(TESTO):
---------------

-  Ferrara Eufemia  -  24/04/2012

RESPONSABILITA MEDICA: SUFFICIENTE LA PROBABILITA SCIENTIFICA - Cass. 6275/2012 - Eufemia Ferrara

La pronuncia della Suprema Corte (Cass. civ., sez. III, 20 aprile 2012, n. 6257, pres. Amatucci, rel. Carleo) pone nuovamente l"attenzione sulla condotta che il sanitario deve avere durante l"esecuzione della propria obbligazione.

In giurisprudenza è costante l"affermazione che nell"adempimento dell"obbligazione professionale il medico è tenuto alla diligenza qualificata secondo il paradigma dell"art. 1176, 2 comma, c.c. che si estrinseca nell"impiego di energie, di cognizioni specifiche e di mezzi necessari in rapporto al caso concreto e al tipo dell"attività esercitata per adempiere alla prestazione dovuta e dare soddisfazione al creditore.

L"attività medica presuppone la indispensabile conoscenza di regole tecniche per la esecuzione della prestazione richiesta.

Il concetto di normale diligenza deve essere inteso come diligenza esigibile dal professionista medio avuto riguardo alla natura e alla peculiarità dell"attività esercitata.

Secondo costante giurisprudenza, la diligenza del professionista medico può identificarsi con il possesso di quel bagaglio tecnico ovvero la conoscenza di tutti i rimedi che non siano ignoti alla scienza e alla pratica della medicina, essendo la loro ignoranza incompatibile con il grado di addestramento e di preparazione che la professione sanitaria richiede.

Non si può ritenere soddisfacente il riferimento al "buon padre di famiglia", mera fictio juris se rapportato al comportamento reale del debitore e alla possibilità che esso si realizzi in circostanze solo teoricamente identiche.

Come già evidenziato, nello svolgimento dell"attività professionale vale il criterio dell"art. 1176, 2 comma, c.c., in base al quale "la diligenza deve valutarsi con riguardo alla natura dell"attività esercitata". Né può farsi riferimento ad uno standard assoluto di diligenza, valido sempre e comunque, in quanto essa si pone in funzione di variabili formali e sostanziali che attengono a qualità soggettive, alle tipologie di condotta e di contratto e all"entità del rischio prevedibile e realizzatosi.

Il sanitario coinvolto in questa vicenda non aveva eseguito tutti gli accertamenti necessari su un paziente che aveva mostrato sintomi precisi di ictus.

---------------

(COSA FARE):
Rispondi in breve a queste domande sul testo relativo alla responsabilità medica:
1. Quale articolo del codice civile stabilisce il criterio di diligenza qualificata a cui è tenuto il medico?
2. Come deve essere inteso il concetto di normale diligenza?
3. Quali sintomi aveva mostrato il paziente della vicenda?

---------------

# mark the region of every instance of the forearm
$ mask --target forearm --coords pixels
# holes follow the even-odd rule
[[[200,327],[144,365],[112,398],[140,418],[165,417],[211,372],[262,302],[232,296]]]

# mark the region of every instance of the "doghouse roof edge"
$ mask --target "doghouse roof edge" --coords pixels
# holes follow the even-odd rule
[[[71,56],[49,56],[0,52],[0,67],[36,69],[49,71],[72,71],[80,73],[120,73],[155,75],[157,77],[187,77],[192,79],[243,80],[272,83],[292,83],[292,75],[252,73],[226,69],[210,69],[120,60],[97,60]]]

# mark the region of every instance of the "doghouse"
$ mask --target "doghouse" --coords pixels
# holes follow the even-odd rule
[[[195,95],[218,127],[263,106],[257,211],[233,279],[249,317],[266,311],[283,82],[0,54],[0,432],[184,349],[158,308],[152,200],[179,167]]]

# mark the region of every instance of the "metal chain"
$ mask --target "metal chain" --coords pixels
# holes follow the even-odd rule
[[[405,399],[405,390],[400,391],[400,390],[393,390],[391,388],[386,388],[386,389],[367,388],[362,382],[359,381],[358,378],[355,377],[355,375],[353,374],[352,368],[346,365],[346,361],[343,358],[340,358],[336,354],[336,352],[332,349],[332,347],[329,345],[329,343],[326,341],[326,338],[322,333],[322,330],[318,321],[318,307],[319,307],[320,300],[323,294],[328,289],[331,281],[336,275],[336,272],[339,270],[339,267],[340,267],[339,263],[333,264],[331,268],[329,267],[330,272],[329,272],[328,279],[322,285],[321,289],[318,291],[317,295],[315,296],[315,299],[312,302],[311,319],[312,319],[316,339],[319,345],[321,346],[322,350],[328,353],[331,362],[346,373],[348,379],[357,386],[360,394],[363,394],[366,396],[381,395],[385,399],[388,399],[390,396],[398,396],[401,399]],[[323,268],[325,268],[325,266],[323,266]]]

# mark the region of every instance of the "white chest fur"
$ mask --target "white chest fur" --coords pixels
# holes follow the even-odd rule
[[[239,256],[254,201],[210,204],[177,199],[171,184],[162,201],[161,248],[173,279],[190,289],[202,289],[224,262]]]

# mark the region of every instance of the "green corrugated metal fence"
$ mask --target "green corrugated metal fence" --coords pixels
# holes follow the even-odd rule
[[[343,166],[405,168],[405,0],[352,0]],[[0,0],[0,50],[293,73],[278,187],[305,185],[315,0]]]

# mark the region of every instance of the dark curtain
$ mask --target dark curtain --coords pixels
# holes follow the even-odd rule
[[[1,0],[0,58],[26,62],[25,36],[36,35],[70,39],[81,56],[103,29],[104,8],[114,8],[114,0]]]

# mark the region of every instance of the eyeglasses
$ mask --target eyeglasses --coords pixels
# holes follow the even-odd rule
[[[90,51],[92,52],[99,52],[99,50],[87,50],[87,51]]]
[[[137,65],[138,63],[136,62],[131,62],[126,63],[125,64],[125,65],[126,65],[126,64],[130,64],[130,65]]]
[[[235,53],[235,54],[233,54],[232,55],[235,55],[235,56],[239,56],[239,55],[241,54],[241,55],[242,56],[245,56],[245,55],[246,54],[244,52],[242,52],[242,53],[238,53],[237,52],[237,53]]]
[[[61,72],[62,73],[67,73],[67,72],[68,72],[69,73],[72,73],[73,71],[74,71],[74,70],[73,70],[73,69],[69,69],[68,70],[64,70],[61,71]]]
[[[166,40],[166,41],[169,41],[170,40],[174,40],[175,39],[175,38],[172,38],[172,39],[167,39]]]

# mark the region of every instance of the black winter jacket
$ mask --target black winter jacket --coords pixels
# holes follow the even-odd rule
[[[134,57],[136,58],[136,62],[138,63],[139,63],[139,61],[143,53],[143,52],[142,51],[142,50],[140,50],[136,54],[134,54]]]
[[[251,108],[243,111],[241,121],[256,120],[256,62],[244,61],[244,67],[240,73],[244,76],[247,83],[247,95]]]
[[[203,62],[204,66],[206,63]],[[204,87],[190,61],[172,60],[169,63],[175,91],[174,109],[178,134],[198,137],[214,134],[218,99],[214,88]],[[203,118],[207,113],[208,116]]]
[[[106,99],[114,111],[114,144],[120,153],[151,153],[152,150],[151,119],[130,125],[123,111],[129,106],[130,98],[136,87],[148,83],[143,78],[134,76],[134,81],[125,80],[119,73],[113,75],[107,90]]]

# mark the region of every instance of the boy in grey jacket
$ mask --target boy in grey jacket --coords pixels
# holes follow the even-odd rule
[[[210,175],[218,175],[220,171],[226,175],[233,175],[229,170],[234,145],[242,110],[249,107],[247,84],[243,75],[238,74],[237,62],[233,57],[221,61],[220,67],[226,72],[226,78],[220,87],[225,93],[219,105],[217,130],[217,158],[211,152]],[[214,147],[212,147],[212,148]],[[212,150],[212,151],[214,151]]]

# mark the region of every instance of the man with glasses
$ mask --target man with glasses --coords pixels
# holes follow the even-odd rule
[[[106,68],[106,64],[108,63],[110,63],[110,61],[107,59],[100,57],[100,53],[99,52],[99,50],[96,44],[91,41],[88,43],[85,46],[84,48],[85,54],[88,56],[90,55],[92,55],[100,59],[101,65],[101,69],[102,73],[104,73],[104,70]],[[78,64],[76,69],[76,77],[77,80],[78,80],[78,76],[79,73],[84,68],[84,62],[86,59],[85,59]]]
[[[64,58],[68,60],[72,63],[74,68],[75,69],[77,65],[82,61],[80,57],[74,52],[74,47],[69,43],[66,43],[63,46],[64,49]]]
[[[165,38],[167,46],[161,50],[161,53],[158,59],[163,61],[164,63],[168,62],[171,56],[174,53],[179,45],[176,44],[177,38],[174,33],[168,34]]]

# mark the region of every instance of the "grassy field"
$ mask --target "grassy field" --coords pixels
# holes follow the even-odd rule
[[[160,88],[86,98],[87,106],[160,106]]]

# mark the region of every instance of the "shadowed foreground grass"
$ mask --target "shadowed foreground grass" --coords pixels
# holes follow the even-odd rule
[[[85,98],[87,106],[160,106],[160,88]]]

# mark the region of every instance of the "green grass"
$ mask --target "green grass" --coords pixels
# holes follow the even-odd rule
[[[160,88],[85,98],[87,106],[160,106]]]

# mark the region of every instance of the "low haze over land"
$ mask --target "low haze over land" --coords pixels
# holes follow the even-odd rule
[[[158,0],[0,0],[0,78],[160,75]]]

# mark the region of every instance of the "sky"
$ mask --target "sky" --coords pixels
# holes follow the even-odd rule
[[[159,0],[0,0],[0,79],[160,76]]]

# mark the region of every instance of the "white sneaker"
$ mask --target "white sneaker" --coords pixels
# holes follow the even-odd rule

---------------

(RISULTATO):
1. L'art. 1176, 2 comma, c.c.
2. Come diligenza esigibile dal professionista medio, avuto riguardo alla natura e alla peculiarità dell'attività esercitata.
3. Sintomi precisi di ictus.